[Stored dataset items]
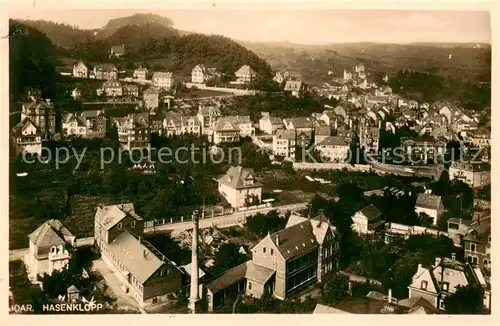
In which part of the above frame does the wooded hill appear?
[16,14,271,78]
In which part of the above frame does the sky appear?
[10,8,491,44]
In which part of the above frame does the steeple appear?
[188,210,200,314]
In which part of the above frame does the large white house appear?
[152,71,175,90]
[217,166,262,208]
[24,220,76,283]
[415,189,444,225]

* EXERCISE TASK
Rewrite the entries above, changing "frame" to "image" everywhere and leaving everything else the same. Omit the pictures from your answer.

* ANSWER TO THE PROBLEM
In which part of the above image does the wooded hill appear?
[16,14,271,78]
In which part of the above image does the sky appear?
[10,8,491,44]
In which part of the above image does the steeple appear?
[188,210,200,314]
In which part of the above image does the large white house appear?
[152,71,175,90]
[217,166,262,208]
[24,220,76,283]
[415,189,444,225]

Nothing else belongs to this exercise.